··· RECORDED INFORMATION
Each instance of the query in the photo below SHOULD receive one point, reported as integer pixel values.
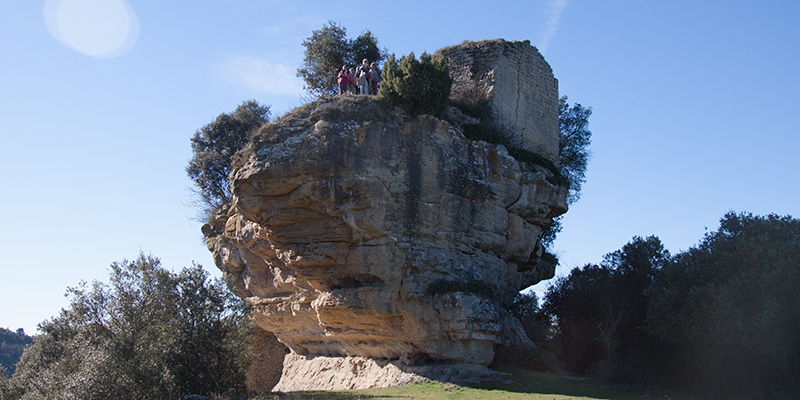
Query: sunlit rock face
(358, 231)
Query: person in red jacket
(344, 80)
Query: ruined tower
(518, 85)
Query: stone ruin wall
(518, 84)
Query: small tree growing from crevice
(418, 86)
(214, 145)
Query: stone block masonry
(518, 85)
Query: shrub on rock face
(418, 86)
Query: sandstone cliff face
(391, 238)
(376, 246)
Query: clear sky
(695, 114)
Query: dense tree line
(721, 319)
(148, 334)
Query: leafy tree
(150, 333)
(419, 87)
(731, 310)
(327, 49)
(214, 145)
(573, 140)
(573, 156)
(11, 346)
(600, 310)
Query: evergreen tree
(213, 147)
(419, 87)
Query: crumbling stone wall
(519, 86)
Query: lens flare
(98, 28)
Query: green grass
(521, 384)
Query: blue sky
(695, 114)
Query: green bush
(419, 87)
(149, 334)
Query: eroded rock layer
(382, 236)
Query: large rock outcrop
(389, 242)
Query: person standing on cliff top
(344, 80)
(374, 78)
(363, 77)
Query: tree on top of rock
(214, 145)
(327, 49)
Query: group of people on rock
(363, 79)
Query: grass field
(521, 384)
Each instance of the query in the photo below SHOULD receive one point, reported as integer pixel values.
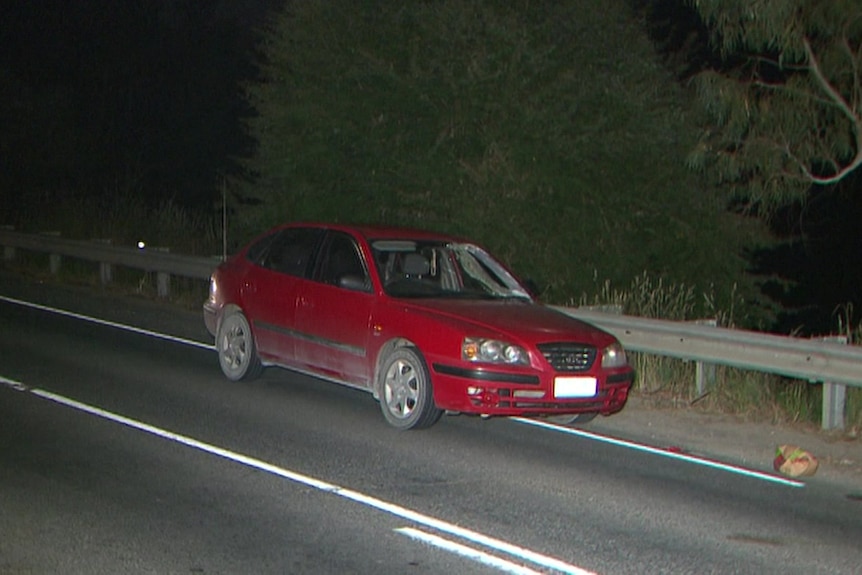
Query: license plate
(575, 386)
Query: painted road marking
(416, 517)
(706, 462)
(107, 323)
(465, 551)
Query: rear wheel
(237, 355)
(406, 396)
(572, 419)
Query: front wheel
(237, 354)
(406, 397)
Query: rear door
(272, 289)
(333, 312)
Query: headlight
(477, 349)
(614, 356)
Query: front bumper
(506, 394)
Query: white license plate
(575, 386)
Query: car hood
(514, 319)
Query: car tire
(406, 395)
(237, 354)
(572, 419)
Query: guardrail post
(704, 373)
(8, 251)
(163, 284)
(106, 270)
(834, 397)
(54, 263)
(53, 259)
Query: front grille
(568, 357)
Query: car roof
(379, 232)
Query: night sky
(143, 97)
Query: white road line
(534, 422)
(416, 517)
(465, 551)
(105, 322)
(706, 462)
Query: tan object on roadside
(794, 461)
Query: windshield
(434, 269)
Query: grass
(661, 380)
(753, 395)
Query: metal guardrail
(163, 263)
(830, 363)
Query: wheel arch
(382, 354)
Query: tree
(786, 104)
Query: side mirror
(353, 282)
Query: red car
(426, 322)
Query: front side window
(291, 251)
(436, 269)
(341, 264)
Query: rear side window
(291, 251)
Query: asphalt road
(128, 452)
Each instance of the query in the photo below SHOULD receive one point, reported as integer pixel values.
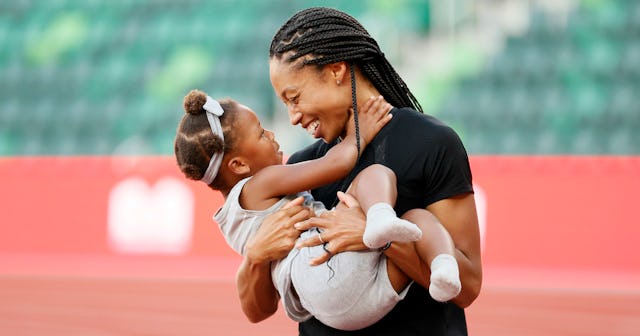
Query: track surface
(80, 305)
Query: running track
(205, 304)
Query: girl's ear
(339, 72)
(238, 166)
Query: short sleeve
(446, 166)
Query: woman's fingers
(320, 222)
(297, 201)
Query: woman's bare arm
(273, 241)
(343, 229)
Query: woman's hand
(342, 229)
(277, 234)
(372, 117)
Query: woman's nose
(270, 135)
(294, 117)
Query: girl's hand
(372, 117)
(277, 234)
(342, 229)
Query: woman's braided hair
(328, 35)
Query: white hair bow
(214, 111)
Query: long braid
(327, 36)
(355, 107)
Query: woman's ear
(238, 166)
(339, 72)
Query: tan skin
(325, 96)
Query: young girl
(224, 145)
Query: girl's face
(317, 100)
(257, 145)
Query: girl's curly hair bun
(194, 101)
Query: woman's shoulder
(313, 151)
(414, 124)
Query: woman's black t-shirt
(431, 164)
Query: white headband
(214, 111)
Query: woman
(323, 65)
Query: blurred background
(101, 235)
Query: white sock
(383, 226)
(445, 278)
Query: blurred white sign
(144, 219)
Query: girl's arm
(276, 181)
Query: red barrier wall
(551, 213)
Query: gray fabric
(238, 224)
(349, 292)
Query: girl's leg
(437, 249)
(376, 191)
······
» WHAT IS BEING ASKED
Please copy all of the lines above word for word, leaving the pictures out of your answer.

» SOLUTION TO THE EXERCISE
Each instance of the query in the photo below SHOULD receive one point, reported as integer pixel values.
Query: sunlit rock face
(358, 231)
Query: person in red jacket
(344, 80)
Query: ruined tower
(518, 85)
Query: stone ruin wall
(518, 84)
Query: small tree growing from crevice
(418, 86)
(214, 145)
Query: stone block masonry
(518, 85)
Query: shrub on rock face
(418, 86)
Query: sandstone cliff face
(391, 238)
(376, 246)
Query: clear sky
(695, 114)
Query: dense tree line
(721, 319)
(148, 334)
Query: leafy tree
(150, 333)
(419, 87)
(731, 310)
(327, 49)
(214, 145)
(573, 140)
(573, 156)
(11, 346)
(600, 310)
Query: evergreen tree
(213, 147)
(419, 87)
Query: crumbling stone wall
(519, 86)
Query: lens flare
(98, 28)
Query: green grass
(521, 384)
Query: blue sky
(695, 114)
Query: green bush
(419, 87)
(149, 334)
Query: eroded rock layer
(382, 236)
Query: large rock outcrop
(389, 242)
Query: person standing on cliff top
(344, 80)
(374, 78)
(363, 77)
Query: tree on top of rock
(214, 145)
(327, 49)
Query: group of people on rock
(363, 79)
Query: grass field
(521, 384)
Each instance of the query in the photo below SHOULD receive one point, reported as integer pixel values.
Query: license plate
(575, 386)
Query: painted road marking
(416, 517)
(706, 462)
(107, 323)
(465, 551)
Query: rear wheel
(237, 355)
(406, 396)
(572, 419)
Query: front wheel
(237, 354)
(406, 397)
Query: rear door
(272, 289)
(333, 312)
Query: headlight
(477, 349)
(614, 356)
Query: front bumper
(506, 394)
Query: white license plate
(575, 386)
Query: car hood
(514, 319)
Query: car tire
(406, 395)
(237, 354)
(572, 419)
Query: guardrail post
(704, 373)
(8, 251)
(163, 284)
(106, 270)
(834, 397)
(54, 263)
(53, 259)
Query: front grille
(568, 357)
Query: car roof
(379, 232)
Query: night sky
(143, 97)
Query: white road line
(534, 422)
(416, 517)
(465, 551)
(105, 322)
(706, 462)
Query: tan object on roadside
(794, 461)
Query: windshield
(434, 269)
Query: grass
(661, 380)
(753, 395)
Query: metal guardrail
(163, 263)
(830, 363)
Query: wheel arch
(382, 354)
Query: tree
(786, 104)
Query: side mirror
(353, 282)
Query: red car
(426, 322)
Query: front side window
(291, 251)
(436, 269)
(341, 264)
Query: rear side window
(291, 251)
Query: asphalt road
(128, 452)
Each instance of the query in the photo below SHOULD receive one point, reported as integer pixel values.
Query: track surface
(80, 305)
Query: running track
(205, 304)
Query: girl's ear
(339, 72)
(238, 166)
Query: short sleeve
(446, 166)
Query: woman's fingers
(320, 222)
(297, 201)
Query: woman's bare arm
(273, 241)
(343, 229)
Query: woman's hand
(342, 229)
(277, 234)
(372, 117)
Query: woman's nose
(270, 135)
(294, 117)
Query: girl's hand
(372, 117)
(277, 234)
(342, 229)
Query: woman's braided hair
(328, 35)
Query: white hair bow
(214, 111)
Query: long braid
(327, 36)
(355, 107)
Query: woman's ear
(238, 166)
(339, 72)
Query: tan skin
(325, 96)
Query: young girl
(224, 145)
Query: girl's face
(317, 100)
(257, 145)
Query: girl's curly hair bun
(194, 101)
Query: woman's shoulder
(313, 151)
(414, 124)
Query: woman's black t-shirt
(431, 164)
Query: white headband
(214, 111)
Query: woman
(323, 65)
Query: blurred background
(101, 235)
Query: white sock
(383, 226)
(445, 278)
Query: blurred white sign
(144, 219)
Query: girl's arm
(276, 181)
Query: red barrier wall
(551, 213)
Query: gray fabric
(238, 224)
(349, 292)
Query: girl's leg
(437, 249)
(376, 191)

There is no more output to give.